■ **Exercise**:
Taking the line that contains "Study the image above and determine where the rocky" as the starting point, give again exactly every line up to and including the last line of the records below.

──────── Extracted information ────────

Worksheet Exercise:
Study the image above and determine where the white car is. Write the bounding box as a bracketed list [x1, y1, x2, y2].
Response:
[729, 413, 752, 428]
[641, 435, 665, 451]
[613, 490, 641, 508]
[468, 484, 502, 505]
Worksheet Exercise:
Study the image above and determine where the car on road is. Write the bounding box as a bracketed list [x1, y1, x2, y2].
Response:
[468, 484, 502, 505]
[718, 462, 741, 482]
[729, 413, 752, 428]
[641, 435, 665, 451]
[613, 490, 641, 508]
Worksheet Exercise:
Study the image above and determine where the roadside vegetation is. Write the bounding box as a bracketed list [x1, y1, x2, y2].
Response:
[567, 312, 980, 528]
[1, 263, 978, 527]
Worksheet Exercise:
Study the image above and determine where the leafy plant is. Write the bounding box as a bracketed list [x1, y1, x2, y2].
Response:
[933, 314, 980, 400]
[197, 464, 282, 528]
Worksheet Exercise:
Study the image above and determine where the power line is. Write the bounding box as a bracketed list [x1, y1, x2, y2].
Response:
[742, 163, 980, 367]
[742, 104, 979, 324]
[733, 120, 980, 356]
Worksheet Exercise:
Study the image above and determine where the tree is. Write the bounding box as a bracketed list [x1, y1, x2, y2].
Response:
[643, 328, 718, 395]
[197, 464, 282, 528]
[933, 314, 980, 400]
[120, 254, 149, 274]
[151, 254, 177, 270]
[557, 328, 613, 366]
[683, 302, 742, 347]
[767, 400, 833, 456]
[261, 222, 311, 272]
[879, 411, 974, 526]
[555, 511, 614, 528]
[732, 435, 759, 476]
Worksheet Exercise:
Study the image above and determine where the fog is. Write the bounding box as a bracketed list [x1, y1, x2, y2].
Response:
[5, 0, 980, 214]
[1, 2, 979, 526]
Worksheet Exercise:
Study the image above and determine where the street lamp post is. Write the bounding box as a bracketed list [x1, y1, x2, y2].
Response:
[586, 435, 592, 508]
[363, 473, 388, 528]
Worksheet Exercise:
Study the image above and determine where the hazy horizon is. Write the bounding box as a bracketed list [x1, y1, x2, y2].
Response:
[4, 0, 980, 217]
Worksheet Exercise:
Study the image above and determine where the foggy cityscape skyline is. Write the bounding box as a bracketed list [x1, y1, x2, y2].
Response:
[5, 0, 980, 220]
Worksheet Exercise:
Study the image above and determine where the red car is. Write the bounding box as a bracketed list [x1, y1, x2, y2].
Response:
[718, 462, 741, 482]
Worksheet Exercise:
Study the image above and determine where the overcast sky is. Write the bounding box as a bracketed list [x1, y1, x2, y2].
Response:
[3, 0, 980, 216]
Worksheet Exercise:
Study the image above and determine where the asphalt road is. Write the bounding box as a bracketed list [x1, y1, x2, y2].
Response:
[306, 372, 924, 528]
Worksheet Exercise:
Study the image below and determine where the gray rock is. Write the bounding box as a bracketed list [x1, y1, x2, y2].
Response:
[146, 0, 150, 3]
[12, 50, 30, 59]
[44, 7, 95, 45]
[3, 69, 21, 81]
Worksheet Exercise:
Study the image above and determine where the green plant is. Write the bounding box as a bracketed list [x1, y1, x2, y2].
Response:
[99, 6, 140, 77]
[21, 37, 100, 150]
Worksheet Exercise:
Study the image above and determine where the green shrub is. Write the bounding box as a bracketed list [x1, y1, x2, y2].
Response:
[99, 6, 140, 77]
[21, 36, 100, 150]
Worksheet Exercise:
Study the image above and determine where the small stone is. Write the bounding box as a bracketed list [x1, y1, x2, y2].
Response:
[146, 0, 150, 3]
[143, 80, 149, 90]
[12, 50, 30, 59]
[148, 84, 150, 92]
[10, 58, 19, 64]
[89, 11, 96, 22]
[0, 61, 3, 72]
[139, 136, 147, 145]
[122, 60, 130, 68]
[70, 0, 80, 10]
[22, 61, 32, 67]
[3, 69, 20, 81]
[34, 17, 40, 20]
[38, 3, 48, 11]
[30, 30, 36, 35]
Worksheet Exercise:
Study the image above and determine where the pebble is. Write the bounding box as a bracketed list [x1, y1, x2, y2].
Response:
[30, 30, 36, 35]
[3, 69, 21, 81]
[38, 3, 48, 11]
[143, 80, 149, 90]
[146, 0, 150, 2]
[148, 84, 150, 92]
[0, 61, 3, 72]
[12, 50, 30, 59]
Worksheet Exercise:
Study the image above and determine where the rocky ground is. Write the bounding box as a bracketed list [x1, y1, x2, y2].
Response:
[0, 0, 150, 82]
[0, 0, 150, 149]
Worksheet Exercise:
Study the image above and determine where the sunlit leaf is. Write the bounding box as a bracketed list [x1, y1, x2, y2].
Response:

────────

■ **Expected output**:
Study the image above and determine where the rocky ground is. Write the bounding box as a bracketed list [x1, y1, x2, y2].
Response:
[0, 0, 150, 82]
[0, 0, 150, 149]
Worksheet Exercise:
Study the image above and determine where the sunlit leaf is. Write the bounding box as a bracketed list [x1, y1, x2, y2].
Response:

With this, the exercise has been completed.